- [読解文]:
素人考えで敢えて申し上げるなら、上記の処置をしてあげる際に、入所者に向ける「まなざし」と「言葉」の問題だと思います。機械的にならざるを得ない中で、どれだけ「眼差し」と「言葉」に暖かさを込めてあげられかということに尽きると思います。そういう暖かさが少しでも伝われば、入所者は安らぎの中で旅立っていかれると思います。
終末看護・終末看死へと向けて
ルカ様
川口英俊でございます。問いへの拙生のお答えでございます。
高齢者施設でのお仕事、そして看取りのお役目・・本当に有り難く尊いことでございます。
本来であれば、私たち宗教者がしっかりと看取りという現場にて、安心をお与えできるようにして差し上げられるとよいのですが・・なかなかそうもいかないこと、誠に申し訳なくに存じております。
もちろん、終末看護・終末看死について取り組んでいる「ビハーラ」という活動もございますが、まだまだ世間への認知度は低くございます・・
http://ja.wikipedia.org/wiki/ビハーラ
また、東日本大震災後に、東北大学が中心となって様々な心のケアに取り組むための宗教者の育成へと向けた講座を始めたことから「臨床宗教師」の養成、普及へと向けた動きもございますが、始まったばかりであり、今後の展開次第となってございます。
以前に「臨終」に際することに少しだけお答えさせて頂いております。
問い「死について」

- [課題 1]:
次の(a)〜(c)は読解文の内容と合っていますか。それぞれ「はい」か「いいえ」で答え、判断の決め手となる読解文の語句を一字一句そのまま引用してください。
(a) 「ビハーラ」という活動は、世間によく知られている。
(b) 「臨床宗教師」の養成・普及へ向けた動きは、まだ始まったばかりである。
(c) 川口英俊は、以前に「臨終」に関することに答えたことがある。
- [課題 2]: 読解文によると、終末看護・終末看死について取り組んでいる活動は何という名前ですか。
- [課題 3]: 読解文を二文で要約してください。

- [提供資料]:
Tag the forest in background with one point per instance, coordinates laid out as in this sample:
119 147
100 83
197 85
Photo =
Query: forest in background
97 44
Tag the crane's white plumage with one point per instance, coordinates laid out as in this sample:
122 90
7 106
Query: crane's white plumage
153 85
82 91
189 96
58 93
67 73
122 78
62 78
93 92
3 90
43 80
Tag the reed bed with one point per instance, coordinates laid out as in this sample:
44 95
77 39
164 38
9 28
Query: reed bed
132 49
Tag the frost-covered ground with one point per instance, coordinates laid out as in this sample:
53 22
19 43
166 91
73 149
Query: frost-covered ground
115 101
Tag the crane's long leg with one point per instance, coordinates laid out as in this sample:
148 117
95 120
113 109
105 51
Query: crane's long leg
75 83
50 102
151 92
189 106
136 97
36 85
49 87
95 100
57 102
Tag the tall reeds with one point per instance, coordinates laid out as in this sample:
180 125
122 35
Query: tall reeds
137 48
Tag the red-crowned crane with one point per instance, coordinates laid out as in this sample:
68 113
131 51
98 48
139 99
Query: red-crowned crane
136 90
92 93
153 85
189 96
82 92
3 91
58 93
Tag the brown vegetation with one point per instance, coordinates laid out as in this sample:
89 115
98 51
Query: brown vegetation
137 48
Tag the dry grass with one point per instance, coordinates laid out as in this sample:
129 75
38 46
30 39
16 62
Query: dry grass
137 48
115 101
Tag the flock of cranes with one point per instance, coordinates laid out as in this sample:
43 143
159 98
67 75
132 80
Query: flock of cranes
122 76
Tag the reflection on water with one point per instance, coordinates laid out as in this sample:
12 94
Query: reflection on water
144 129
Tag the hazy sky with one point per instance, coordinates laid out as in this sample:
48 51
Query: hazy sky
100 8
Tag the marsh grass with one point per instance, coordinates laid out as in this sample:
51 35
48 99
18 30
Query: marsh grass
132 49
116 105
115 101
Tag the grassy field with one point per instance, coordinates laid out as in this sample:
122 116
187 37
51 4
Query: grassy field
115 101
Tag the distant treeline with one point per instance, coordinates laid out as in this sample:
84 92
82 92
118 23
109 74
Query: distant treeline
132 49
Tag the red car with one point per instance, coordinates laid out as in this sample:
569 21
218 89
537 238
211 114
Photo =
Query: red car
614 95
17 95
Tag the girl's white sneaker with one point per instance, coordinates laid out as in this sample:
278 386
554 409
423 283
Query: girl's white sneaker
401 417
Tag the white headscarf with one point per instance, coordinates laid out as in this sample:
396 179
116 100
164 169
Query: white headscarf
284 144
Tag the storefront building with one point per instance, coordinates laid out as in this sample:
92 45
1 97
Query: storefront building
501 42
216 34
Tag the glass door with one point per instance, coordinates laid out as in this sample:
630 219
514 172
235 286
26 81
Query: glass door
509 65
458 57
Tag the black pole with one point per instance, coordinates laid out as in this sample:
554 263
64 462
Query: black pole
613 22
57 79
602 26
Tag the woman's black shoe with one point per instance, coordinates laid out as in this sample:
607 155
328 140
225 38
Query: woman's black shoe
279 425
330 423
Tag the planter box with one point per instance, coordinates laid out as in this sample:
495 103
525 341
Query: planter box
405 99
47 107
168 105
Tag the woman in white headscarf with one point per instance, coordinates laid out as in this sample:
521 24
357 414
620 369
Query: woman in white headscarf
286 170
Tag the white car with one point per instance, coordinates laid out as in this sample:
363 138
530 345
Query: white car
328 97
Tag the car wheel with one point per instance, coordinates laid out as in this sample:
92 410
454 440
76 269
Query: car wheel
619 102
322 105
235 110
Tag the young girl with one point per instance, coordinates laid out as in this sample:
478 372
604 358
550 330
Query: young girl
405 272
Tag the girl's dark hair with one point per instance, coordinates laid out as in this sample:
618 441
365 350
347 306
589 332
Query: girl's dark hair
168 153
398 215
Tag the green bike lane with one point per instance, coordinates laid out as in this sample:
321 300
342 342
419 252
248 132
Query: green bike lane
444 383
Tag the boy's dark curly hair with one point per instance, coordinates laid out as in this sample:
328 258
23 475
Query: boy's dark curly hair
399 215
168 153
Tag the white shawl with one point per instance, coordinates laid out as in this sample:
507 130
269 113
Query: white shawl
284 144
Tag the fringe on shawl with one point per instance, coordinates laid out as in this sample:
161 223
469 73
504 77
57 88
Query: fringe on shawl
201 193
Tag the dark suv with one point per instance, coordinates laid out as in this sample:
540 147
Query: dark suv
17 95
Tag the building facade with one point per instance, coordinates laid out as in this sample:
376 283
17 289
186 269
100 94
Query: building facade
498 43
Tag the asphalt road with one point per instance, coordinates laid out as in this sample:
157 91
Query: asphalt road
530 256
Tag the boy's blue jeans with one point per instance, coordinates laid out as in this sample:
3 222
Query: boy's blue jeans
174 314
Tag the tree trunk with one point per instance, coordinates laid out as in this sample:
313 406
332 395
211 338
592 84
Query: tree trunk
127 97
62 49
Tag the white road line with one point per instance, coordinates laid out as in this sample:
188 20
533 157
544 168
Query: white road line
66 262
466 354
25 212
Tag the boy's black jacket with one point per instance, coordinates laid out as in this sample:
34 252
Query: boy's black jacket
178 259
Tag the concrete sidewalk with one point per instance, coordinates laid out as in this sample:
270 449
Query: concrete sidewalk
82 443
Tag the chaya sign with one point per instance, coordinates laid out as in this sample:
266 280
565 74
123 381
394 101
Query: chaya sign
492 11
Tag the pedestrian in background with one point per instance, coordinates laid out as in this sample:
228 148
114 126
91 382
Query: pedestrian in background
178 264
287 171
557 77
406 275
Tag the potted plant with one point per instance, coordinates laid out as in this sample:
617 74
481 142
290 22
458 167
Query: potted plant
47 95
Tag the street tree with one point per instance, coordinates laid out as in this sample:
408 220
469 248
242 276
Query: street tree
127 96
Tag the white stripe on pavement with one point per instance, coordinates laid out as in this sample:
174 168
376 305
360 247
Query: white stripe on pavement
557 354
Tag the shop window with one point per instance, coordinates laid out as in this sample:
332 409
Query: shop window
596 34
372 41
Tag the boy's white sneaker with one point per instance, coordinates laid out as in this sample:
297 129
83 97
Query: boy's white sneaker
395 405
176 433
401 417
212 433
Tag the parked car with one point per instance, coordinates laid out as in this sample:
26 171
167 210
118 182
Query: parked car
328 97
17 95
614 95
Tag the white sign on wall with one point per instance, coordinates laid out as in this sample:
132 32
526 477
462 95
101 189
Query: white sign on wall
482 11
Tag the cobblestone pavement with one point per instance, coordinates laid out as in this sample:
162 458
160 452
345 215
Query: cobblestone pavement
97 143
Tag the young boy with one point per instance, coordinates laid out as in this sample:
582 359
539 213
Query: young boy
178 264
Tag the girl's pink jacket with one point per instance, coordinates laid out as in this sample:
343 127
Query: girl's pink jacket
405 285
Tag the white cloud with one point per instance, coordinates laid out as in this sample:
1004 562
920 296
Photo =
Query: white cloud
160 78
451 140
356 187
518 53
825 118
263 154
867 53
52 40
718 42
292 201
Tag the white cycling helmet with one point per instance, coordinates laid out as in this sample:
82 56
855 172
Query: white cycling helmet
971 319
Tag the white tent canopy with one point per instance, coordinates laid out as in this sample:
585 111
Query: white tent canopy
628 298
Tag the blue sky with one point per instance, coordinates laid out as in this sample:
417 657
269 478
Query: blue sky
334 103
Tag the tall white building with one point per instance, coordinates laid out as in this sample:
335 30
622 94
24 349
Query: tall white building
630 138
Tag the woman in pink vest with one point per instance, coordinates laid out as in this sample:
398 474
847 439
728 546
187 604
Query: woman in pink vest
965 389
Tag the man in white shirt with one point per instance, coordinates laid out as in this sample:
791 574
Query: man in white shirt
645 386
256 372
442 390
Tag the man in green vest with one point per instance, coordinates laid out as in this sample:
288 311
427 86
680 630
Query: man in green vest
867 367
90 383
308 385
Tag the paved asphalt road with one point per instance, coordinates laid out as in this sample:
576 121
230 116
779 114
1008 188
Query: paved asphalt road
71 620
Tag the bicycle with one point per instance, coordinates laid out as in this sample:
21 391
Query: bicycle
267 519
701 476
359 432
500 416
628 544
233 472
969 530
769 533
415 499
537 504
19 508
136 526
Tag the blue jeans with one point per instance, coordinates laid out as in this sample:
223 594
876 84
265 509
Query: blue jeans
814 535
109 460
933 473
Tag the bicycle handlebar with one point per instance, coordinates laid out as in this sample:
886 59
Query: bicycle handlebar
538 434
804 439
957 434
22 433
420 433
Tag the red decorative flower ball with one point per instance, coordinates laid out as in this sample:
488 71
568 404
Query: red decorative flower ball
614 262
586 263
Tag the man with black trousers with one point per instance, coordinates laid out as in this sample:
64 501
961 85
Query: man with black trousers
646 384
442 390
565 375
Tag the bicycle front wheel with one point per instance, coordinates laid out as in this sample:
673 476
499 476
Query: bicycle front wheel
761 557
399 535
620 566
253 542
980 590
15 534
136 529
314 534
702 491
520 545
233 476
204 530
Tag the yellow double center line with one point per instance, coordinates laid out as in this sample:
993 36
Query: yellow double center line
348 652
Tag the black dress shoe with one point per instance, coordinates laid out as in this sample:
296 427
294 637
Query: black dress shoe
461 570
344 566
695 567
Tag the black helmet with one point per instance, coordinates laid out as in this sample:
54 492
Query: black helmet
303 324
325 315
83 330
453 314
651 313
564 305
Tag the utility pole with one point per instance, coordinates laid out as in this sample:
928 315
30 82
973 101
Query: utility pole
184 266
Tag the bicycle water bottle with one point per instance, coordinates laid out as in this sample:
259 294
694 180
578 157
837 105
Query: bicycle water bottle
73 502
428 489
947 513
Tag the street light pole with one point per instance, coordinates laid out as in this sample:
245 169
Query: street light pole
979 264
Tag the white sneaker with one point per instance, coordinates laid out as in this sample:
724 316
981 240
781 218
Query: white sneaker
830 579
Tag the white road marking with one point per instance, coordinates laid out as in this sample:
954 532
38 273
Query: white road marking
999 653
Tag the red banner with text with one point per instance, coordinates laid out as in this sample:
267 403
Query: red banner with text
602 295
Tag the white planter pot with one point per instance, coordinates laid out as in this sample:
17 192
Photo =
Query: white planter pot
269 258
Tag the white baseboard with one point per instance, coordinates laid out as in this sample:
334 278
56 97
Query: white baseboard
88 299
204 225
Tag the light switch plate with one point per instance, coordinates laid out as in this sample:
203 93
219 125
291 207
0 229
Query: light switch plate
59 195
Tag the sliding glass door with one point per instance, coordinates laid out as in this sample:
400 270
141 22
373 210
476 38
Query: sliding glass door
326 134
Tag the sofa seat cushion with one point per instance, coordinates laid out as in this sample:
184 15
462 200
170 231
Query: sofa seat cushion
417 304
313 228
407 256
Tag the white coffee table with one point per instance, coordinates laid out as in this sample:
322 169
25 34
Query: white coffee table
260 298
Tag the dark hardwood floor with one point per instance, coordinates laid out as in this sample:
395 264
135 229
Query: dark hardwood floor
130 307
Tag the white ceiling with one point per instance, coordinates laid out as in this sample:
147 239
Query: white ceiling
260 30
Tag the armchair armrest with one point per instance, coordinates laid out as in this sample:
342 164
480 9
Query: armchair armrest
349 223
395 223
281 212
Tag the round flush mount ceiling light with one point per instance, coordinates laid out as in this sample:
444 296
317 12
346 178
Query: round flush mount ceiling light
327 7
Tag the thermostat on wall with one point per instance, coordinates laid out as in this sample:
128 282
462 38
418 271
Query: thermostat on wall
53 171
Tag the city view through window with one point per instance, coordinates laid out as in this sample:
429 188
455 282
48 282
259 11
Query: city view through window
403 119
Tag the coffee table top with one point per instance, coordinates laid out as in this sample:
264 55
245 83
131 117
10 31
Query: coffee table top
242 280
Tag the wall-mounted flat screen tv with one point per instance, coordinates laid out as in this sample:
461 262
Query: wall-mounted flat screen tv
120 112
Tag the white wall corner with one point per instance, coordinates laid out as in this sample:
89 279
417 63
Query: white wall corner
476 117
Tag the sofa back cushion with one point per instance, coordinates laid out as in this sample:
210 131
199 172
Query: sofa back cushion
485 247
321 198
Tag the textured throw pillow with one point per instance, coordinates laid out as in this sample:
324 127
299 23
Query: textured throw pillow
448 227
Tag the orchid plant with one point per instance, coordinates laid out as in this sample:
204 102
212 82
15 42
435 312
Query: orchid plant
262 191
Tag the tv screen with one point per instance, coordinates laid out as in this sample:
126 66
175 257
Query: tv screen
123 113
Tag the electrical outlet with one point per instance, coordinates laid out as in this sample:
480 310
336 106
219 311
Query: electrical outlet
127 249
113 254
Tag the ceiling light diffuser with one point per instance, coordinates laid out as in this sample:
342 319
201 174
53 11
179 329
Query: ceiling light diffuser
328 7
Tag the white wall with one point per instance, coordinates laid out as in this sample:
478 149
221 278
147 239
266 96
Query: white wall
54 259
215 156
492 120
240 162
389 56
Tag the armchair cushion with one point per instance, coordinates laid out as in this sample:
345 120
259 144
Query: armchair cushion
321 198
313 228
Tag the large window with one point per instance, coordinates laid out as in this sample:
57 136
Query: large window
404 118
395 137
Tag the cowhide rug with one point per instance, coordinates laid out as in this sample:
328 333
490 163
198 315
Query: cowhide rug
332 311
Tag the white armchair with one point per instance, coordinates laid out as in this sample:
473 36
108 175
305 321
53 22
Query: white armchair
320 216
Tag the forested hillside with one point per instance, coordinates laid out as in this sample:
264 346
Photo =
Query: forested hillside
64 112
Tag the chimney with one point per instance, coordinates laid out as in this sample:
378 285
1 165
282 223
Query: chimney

- [解答欄 1]:
(a) いいえ。「まだまだ世間への認知度は低くございます」
(b) はい。「始まったばかりであり、今後の展開次第となってございます」
(c) はい。『以前に「臨終」に際することに少しだけお答えさせて頂いております』

- [解答欄 2]: 「ビハーラ」という活動です。

- [解答欄 3]: 処置が機械的にならざるを得ない中でも、入所者に向ける「まなざし」と「言葉」に暖かさを込めることが大切で、それが伝われば入所者は安らぎの中で旅立っていけると述べられている。また、川口英俊は、宗教者が看取りの現場で安心を与えられていないことを詫び、「ビハーラ」という活動や「臨床宗教師」の養成に向けた動きはあるものの、前者は認知度が低く、後者は始まったばかりだと述べている。